**What is needed:** All that should appear is the line containing "mirror, marking a point on it" and the lines after it in the records below, each reproduced exactly.
[Opening Source information section]
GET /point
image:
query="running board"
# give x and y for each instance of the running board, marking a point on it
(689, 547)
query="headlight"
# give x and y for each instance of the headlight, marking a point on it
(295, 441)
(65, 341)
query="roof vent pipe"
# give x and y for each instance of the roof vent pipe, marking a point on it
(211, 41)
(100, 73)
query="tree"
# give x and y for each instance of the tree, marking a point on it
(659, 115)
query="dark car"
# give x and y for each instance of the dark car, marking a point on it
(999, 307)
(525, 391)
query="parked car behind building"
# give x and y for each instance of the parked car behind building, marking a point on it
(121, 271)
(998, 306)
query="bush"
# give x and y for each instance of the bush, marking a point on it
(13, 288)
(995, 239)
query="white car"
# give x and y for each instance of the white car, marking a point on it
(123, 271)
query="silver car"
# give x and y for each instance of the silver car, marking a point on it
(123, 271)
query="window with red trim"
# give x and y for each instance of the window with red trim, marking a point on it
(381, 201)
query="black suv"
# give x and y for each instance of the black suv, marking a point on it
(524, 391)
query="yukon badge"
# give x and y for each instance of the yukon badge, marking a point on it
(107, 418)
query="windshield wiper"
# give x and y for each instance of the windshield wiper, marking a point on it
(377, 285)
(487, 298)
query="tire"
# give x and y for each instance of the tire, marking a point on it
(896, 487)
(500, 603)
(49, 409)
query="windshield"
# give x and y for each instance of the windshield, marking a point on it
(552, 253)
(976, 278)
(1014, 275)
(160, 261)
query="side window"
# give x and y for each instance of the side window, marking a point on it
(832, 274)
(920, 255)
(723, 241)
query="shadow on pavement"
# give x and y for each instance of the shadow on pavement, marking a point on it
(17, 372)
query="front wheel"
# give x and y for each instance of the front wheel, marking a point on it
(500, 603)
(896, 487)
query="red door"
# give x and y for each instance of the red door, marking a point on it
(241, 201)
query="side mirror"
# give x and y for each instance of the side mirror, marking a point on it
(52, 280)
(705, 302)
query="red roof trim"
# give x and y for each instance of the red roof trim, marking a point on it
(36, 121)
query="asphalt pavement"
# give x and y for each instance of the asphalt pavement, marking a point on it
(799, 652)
[Closing Source information section]
**Reply:**
# give x and y for each instance of the side mirror, marking a point on it
(52, 280)
(705, 302)
query="red roof trim"
# give x and y for each instance of the red roof trim, marking a point on it
(36, 121)
query="asphalt pavement"
# give x and y for each instance of the asphalt pavement, marking a point on it
(799, 652)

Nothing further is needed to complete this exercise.